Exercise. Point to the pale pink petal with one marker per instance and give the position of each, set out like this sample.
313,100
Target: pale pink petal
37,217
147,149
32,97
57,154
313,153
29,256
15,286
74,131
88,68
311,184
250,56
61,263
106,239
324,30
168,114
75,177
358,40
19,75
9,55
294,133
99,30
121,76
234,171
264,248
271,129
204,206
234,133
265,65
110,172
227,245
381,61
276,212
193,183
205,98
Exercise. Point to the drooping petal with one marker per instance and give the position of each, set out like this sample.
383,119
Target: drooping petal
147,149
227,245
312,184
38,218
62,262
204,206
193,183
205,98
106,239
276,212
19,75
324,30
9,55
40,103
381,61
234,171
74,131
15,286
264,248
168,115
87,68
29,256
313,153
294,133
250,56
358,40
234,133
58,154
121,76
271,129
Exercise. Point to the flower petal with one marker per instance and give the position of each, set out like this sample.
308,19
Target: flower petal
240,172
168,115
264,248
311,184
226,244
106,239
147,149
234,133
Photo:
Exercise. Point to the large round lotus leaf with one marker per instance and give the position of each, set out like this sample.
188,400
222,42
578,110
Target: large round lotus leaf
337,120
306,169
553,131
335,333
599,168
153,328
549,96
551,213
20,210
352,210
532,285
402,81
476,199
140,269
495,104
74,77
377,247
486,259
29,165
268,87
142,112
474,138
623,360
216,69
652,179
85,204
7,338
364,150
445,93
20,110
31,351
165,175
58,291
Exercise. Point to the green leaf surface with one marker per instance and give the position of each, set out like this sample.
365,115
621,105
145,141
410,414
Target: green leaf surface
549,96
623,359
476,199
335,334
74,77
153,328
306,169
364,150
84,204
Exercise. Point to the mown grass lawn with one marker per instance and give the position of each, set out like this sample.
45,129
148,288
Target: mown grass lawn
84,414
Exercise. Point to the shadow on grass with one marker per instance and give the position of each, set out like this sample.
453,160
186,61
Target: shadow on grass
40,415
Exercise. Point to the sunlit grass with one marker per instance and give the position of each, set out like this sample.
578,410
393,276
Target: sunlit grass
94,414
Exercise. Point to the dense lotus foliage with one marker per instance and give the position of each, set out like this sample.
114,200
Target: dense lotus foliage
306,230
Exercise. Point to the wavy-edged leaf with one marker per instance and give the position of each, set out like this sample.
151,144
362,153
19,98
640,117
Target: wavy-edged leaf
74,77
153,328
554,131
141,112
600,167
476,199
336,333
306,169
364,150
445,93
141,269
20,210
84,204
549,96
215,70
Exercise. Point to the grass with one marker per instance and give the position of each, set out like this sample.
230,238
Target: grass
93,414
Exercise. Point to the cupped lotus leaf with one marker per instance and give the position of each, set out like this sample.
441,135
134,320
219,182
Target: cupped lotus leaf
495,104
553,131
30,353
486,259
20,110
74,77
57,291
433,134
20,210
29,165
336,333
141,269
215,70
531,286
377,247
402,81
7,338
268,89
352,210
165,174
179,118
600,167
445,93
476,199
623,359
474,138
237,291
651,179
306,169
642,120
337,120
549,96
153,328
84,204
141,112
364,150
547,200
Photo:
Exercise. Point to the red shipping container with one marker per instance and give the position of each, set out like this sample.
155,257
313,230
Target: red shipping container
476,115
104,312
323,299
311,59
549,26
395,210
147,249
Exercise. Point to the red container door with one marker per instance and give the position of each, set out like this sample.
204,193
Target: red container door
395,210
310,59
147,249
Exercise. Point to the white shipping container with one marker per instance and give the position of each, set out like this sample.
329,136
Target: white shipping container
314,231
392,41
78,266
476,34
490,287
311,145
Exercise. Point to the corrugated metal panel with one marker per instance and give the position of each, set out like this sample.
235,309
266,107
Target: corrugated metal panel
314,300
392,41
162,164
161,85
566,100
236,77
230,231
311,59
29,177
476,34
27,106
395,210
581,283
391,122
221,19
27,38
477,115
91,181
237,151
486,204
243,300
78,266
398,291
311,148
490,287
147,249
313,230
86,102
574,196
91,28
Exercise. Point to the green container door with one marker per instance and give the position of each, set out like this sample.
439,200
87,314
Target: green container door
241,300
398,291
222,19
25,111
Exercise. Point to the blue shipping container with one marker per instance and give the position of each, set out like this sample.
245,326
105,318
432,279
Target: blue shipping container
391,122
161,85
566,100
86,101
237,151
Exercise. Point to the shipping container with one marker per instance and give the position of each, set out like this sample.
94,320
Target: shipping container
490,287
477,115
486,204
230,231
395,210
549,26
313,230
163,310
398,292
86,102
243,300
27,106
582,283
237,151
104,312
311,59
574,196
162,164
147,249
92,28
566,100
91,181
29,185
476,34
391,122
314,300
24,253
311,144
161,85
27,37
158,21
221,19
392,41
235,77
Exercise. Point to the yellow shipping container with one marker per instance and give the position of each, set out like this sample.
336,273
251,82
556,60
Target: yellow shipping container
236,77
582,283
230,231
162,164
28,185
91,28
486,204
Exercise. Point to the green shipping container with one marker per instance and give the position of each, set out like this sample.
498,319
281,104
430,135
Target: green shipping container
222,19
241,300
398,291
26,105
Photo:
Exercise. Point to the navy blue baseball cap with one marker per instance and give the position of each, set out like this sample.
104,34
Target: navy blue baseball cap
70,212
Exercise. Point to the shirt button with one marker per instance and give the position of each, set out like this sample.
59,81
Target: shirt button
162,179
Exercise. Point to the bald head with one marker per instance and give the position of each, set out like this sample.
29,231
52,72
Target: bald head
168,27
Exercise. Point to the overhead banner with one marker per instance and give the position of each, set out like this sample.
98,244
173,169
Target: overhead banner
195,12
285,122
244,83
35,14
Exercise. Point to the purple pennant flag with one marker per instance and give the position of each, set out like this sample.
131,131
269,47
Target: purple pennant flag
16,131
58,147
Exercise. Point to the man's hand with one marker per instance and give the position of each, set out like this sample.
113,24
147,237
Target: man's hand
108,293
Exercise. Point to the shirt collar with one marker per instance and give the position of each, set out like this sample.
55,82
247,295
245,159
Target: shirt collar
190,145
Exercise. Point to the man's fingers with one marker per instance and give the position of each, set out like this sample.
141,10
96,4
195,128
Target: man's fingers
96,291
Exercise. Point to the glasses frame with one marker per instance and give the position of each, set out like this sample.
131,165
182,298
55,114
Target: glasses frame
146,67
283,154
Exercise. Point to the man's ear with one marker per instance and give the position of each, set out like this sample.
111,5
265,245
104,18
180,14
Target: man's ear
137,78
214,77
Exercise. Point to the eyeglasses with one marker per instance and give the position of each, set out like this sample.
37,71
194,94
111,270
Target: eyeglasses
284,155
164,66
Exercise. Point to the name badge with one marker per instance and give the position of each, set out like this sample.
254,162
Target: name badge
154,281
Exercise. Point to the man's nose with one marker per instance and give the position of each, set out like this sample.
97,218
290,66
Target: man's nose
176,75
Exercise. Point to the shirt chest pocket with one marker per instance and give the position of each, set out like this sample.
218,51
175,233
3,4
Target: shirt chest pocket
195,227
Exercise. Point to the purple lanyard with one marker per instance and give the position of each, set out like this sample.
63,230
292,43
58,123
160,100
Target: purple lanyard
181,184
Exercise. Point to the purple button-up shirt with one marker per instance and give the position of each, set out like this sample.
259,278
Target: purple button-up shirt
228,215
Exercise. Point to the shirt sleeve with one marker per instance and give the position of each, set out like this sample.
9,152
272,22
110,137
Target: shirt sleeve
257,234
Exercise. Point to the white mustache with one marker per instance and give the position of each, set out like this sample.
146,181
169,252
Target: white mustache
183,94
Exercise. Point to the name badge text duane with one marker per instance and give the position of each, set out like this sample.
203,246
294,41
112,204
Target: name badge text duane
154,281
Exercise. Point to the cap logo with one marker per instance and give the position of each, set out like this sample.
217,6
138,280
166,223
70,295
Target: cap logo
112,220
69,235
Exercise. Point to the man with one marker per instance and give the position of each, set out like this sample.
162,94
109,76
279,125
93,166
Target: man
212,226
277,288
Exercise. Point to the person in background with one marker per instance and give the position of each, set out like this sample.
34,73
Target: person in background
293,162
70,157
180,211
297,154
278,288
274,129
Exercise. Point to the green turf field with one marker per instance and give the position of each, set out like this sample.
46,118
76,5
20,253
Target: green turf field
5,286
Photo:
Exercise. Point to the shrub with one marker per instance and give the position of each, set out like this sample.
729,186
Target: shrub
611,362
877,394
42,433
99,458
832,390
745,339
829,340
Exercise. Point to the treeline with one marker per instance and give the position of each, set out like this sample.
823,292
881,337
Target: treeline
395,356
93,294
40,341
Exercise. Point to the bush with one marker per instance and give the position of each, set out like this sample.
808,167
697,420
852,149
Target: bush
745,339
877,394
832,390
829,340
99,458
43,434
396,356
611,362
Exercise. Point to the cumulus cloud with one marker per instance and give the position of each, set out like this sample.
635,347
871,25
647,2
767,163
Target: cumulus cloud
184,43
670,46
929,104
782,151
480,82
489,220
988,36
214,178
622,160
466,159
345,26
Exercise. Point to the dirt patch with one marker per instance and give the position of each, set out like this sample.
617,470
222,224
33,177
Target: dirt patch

:::

Whenever a line of the data includes "dirt", copy that line.

Exercise. Point to the dirt patch with one marker per instance and give the position of each, set out like this sample.
Target: dirt patch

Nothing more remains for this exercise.